▶ EXERCISE REQUIREMENTS:
Rewrite the whole listing below line by line, subtracting 10 from every x and y pixel coordinate in the GeoJSON points. Leave out the pictures.

(Data entries)
════

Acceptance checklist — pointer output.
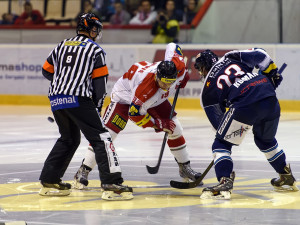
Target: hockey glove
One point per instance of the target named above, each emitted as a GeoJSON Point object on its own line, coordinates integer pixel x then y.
{"type": "Point", "coordinates": [166, 125]}
{"type": "Point", "coordinates": [184, 81]}
{"type": "Point", "coordinates": [274, 76]}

════

▶ THE ANSWER:
Acceptance checklist — pointer output.
Target: hockey glove
One point per instance of the target named above, each emitted as a GeoJSON Point object on its own line, coordinates integer pixel x then y.
{"type": "Point", "coordinates": [156, 115]}
{"type": "Point", "coordinates": [174, 71]}
{"type": "Point", "coordinates": [264, 66]}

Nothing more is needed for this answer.